### Data to process
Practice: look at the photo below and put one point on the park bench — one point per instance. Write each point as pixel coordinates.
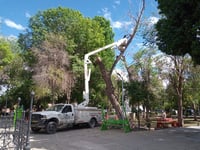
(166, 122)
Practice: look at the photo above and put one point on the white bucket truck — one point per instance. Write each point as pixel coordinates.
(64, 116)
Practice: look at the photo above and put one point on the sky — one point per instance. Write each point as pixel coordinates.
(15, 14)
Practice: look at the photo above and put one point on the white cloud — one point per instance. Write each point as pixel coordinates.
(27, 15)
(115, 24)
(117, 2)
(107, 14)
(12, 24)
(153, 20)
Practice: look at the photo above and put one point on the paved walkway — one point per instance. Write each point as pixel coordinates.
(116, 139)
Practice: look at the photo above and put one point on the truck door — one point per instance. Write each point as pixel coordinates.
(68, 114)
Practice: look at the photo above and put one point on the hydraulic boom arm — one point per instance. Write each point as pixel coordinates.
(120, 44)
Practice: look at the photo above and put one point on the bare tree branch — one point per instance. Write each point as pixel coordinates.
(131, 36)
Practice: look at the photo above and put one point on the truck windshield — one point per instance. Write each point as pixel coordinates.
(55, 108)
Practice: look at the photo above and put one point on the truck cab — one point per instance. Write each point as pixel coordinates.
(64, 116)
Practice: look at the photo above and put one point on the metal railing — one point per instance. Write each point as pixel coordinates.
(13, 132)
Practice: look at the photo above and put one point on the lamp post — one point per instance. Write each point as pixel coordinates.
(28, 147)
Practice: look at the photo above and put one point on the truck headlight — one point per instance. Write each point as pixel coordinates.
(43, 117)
==
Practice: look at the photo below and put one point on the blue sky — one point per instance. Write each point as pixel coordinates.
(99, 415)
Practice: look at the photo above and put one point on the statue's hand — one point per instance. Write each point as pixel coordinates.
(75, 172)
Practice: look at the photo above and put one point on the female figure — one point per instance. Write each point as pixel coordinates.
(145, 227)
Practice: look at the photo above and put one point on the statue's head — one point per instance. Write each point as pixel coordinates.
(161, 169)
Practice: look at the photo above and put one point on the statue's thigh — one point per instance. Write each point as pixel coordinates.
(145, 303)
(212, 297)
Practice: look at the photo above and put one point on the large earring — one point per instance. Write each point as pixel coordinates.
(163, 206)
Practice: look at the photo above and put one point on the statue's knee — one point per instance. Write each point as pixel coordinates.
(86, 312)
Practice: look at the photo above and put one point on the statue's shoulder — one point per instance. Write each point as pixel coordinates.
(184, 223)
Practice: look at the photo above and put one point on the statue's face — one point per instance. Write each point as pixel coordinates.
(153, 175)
==
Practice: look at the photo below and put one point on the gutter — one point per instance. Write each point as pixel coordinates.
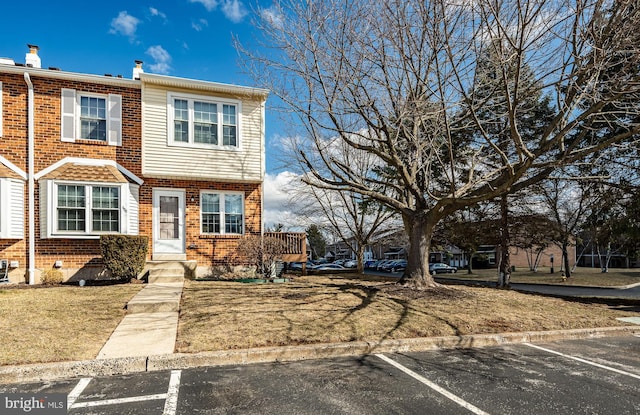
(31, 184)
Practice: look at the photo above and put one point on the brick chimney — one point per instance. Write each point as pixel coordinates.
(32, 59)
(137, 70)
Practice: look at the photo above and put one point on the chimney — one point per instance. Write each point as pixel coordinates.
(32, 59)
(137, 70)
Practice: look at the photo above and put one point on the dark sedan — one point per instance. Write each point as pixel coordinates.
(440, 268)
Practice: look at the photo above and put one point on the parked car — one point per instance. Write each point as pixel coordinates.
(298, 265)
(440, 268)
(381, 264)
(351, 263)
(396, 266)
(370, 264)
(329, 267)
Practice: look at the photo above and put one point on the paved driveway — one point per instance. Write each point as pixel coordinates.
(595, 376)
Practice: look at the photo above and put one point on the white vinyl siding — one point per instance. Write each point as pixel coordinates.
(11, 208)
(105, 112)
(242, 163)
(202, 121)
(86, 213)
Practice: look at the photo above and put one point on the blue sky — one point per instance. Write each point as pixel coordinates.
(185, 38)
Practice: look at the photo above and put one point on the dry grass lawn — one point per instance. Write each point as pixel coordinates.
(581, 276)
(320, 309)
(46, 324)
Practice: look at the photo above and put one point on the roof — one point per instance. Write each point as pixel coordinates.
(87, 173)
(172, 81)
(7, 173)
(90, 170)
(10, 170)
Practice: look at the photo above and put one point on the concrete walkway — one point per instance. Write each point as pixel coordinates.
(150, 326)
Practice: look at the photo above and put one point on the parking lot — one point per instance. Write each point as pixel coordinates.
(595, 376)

### Set exercise
Count how many lines in the records above contain the string "truck", treating uppercase and lowercase letters as different. Reply with the number alone.

### The solution
5